The entries below must be reproduced exactly; their pictures are not part of the copy.

◆ DATASET ◆
┌────────

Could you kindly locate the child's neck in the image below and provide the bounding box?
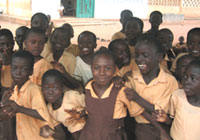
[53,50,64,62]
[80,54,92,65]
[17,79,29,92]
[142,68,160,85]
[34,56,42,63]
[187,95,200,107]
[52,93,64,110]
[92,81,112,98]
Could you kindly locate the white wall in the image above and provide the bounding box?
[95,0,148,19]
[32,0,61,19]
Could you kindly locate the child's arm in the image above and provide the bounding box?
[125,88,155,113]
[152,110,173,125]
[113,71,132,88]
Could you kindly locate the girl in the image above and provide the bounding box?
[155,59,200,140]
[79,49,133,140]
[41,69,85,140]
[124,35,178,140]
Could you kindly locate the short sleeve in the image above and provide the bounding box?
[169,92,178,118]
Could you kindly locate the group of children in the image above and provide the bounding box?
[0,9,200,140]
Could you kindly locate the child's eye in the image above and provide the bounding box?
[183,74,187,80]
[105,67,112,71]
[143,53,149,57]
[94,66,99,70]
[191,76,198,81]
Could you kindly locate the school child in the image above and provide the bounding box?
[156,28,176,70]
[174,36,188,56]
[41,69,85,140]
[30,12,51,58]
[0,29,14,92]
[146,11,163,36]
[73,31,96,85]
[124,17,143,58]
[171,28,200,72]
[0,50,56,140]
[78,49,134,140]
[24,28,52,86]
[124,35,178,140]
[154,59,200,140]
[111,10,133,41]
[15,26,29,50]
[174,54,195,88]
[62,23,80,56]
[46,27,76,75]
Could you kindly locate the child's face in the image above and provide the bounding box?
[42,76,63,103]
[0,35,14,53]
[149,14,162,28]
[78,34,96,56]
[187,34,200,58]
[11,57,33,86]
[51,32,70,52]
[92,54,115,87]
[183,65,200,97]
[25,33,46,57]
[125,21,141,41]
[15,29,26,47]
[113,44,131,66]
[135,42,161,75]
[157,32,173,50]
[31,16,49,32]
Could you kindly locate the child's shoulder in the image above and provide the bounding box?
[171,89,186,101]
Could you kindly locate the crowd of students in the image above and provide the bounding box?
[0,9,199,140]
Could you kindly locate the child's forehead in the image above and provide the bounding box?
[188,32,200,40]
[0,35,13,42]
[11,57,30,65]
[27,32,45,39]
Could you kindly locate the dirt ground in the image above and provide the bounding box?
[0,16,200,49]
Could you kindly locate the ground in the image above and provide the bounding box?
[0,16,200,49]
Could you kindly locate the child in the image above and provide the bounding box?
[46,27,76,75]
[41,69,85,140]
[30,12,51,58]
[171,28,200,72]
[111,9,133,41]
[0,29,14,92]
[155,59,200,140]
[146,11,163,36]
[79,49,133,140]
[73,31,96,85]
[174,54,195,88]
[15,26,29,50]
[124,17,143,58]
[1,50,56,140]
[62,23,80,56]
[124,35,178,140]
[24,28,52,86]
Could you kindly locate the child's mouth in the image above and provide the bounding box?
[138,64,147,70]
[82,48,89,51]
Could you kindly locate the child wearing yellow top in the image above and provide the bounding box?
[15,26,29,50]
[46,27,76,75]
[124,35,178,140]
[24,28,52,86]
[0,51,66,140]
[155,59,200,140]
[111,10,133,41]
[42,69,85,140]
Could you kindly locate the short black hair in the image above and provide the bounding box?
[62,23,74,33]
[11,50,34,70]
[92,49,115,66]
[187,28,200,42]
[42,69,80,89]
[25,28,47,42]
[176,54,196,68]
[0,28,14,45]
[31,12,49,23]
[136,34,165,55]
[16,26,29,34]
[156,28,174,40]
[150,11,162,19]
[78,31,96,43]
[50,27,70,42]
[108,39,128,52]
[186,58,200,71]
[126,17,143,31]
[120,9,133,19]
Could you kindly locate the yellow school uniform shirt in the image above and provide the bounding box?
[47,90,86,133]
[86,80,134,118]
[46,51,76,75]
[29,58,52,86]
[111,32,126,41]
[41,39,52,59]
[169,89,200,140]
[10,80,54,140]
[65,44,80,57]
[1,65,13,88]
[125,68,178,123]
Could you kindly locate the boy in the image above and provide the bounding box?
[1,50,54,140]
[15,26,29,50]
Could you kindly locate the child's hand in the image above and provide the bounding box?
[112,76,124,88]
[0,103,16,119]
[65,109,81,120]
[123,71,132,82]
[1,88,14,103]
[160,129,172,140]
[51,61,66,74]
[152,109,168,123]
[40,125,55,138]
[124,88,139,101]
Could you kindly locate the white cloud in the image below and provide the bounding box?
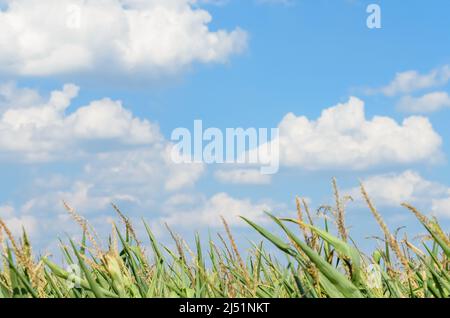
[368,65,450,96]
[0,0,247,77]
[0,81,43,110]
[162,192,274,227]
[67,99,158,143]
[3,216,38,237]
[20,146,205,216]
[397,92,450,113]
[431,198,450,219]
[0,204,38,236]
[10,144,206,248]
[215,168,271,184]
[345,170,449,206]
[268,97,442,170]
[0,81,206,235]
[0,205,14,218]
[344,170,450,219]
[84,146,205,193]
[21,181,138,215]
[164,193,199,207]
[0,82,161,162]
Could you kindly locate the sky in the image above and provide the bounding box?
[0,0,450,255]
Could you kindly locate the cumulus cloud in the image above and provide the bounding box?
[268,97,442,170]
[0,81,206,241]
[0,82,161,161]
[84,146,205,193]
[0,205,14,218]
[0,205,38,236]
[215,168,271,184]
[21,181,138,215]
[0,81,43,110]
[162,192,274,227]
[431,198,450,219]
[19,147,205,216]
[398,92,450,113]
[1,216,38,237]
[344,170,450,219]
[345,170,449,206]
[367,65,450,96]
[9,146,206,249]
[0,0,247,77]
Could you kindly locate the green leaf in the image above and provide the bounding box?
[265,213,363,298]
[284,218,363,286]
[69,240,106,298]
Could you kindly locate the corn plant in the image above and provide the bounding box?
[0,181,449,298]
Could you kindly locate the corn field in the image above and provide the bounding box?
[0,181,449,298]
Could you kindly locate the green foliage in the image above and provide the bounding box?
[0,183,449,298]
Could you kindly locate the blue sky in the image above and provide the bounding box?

└────────

◆ REPLY TO THE TASK ◆
Could you kindly locate the child's neck in the image below and provide the bounding box?
[53,50,64,62]
[80,54,92,65]
[17,79,29,92]
[142,68,160,85]
[34,56,42,63]
[187,95,200,107]
[52,93,64,110]
[92,81,112,98]
Could you kindly locate the white wall in the image above and provide the bounding box?
[95,0,148,19]
[32,0,61,19]
Could you kindly locate the child's arm in the image above and provide the bounding box?
[125,88,155,113]
[152,110,173,125]
[113,71,132,88]
Could you kindly locate the girl in the image above and provide the bounding box?
[155,59,200,140]
[79,49,133,140]
[41,69,85,140]
[124,35,178,140]
Could you kindly locate the short sleeve in the image above and provide the bounding box?
[169,92,178,118]
Could you kindly locate the group of children in the image above and provide the bounding box?
[0,9,200,140]
Could you kindly locate the child's eye in the image above and provide the bounding box?
[183,74,187,80]
[105,67,112,71]
[143,53,149,57]
[94,66,99,70]
[191,76,198,81]
Could you kindly locate the school child in the image above and provide the bounding box?
[156,28,176,70]
[174,36,188,56]
[41,69,85,140]
[30,12,51,58]
[0,29,14,92]
[146,11,163,36]
[73,31,96,85]
[124,17,143,58]
[171,28,200,72]
[0,50,56,140]
[78,49,134,140]
[24,28,52,86]
[124,35,178,140]
[154,59,200,140]
[111,10,133,41]
[15,26,29,50]
[174,54,195,88]
[62,23,80,56]
[46,27,76,75]
Could you kindly locate the child's face in the image above and provide the bounding box?
[42,76,63,103]
[0,35,14,53]
[149,14,162,28]
[78,34,96,56]
[187,34,200,58]
[11,57,33,86]
[51,32,70,52]
[92,54,115,87]
[183,65,200,97]
[25,33,46,57]
[125,21,141,41]
[15,29,26,47]
[113,44,131,66]
[135,42,161,75]
[157,32,173,50]
[31,16,49,32]
Could you kindly locate the child's shoulder in the image above and provide the bounding box?
[171,89,186,101]
Could you kindly locate the crowd of students in the image above and provide the bounding box?
[0,9,199,140]
Could you kindly locate the child's forehead in the image above and provide the bounding box?
[188,32,200,40]
[0,35,13,42]
[11,57,30,65]
[27,32,45,39]
Could you kindly locate the dirt ground in the image above and provide the bounding box?
[0,16,200,49]
Could you kindly locate the ground in the image above and provide the bounding box?
[0,16,200,49]
Could you kindly locate the child in the image above and provide the bounding box?
[46,27,76,75]
[41,69,85,140]
[30,12,51,58]
[171,28,200,72]
[111,9,133,41]
[0,29,14,92]
[155,59,200,140]
[146,11,163,36]
[79,49,133,140]
[73,31,96,85]
[174,54,195,88]
[15,26,29,50]
[124,17,143,58]
[1,50,56,140]
[62,23,80,56]
[124,35,178,140]
[24,28,52,86]
Could you kindly locate the child's mouth in the image above and provide the bounding box?
[138,64,147,70]
[82,48,89,51]
Could you kindly locate the child wearing yellow top in the image above and provide the bounding box?
[15,26,29,50]
[46,27,76,75]
[124,35,178,140]
[24,28,52,86]
[0,51,66,140]
[155,59,200,140]
[111,10,133,41]
[42,69,85,140]
Could you kindly locate the short black hair in the image above and provide the bounding box?
[62,23,74,33]
[11,50,34,70]
[92,49,115,66]
[187,28,200,42]
[42,69,80,89]
[25,28,47,42]
[176,54,196,68]
[0,28,14,45]
[31,12,49,23]
[136,34,165,55]
[16,26,29,34]
[156,28,174,40]
[150,11,162,19]
[78,31,96,43]
[50,27,70,42]
[108,39,128,52]
[186,58,200,71]
[126,17,143,31]
[120,9,133,19]
Could you kindly locate the yellow school uniform shirt in the image above and provide the bounding box?
[47,90,86,133]
[86,80,134,118]
[46,51,76,75]
[29,58,52,86]
[111,32,126,41]
[41,39,52,59]
[169,89,200,140]
[10,80,54,140]
[65,44,80,57]
[1,65,13,88]
[125,68,178,123]
Could you kindly locate the boy in the image above and provide the bounding box?
[1,50,54,140]
[15,26,29,50]
Could you kindly locate the child's hand in the image above and provide the bounding box?
[112,76,124,88]
[0,103,16,119]
[65,109,81,120]
[123,71,132,82]
[1,88,14,103]
[160,129,172,140]
[51,61,66,74]
[152,109,168,123]
[40,125,55,138]
[124,88,139,101]
Could you kindly locate the white cloud in the image below and provide the bounding box?
[368,65,450,96]
[0,0,247,77]
[0,81,43,110]
[162,192,274,227]
[67,99,158,143]
[3,216,38,237]
[20,146,205,216]
[397,92,450,113]
[431,198,450,219]
[0,204,38,236]
[10,144,206,248]
[215,168,271,184]
[345,170,449,206]
[268,97,442,170]
[0,81,206,235]
[0,205,14,218]
[344,170,450,219]
[84,146,205,193]
[21,181,138,215]
[164,193,199,207]
[0,82,161,162]
Could you kindly locate the sky in the image above and provide the bounding box?
[0,0,450,255]
Could you kindly locate the cumulus cloud in the image above and provide the bounding box?
[268,97,442,170]
[0,81,206,241]
[0,82,161,161]
[84,146,205,193]
[0,205,14,218]
[0,205,38,236]
[215,168,271,184]
[21,181,138,215]
[0,81,43,110]
[162,192,274,227]
[431,198,450,219]
[19,147,205,216]
[398,92,450,113]
[1,216,38,237]
[344,170,450,219]
[345,170,449,206]
[367,65,450,96]
[9,146,206,249]
[0,0,247,77]
Could you kindly locate the green leaf in the image above and provide the bounding box?
[265,213,363,298]
[284,218,363,286]
[69,240,106,298]
Could you kindly locate the corn plant in the image above and provide the bounding box?
[0,181,449,298]
Could you kindly locate the corn field in the image above and provide the bounding box?
[0,181,449,298]
Could you kindly locate the green foliage in the image above and provide the bounding box?
[0,183,449,298]
Could you kindly locate the blue sky in the image above and provide the bounding box?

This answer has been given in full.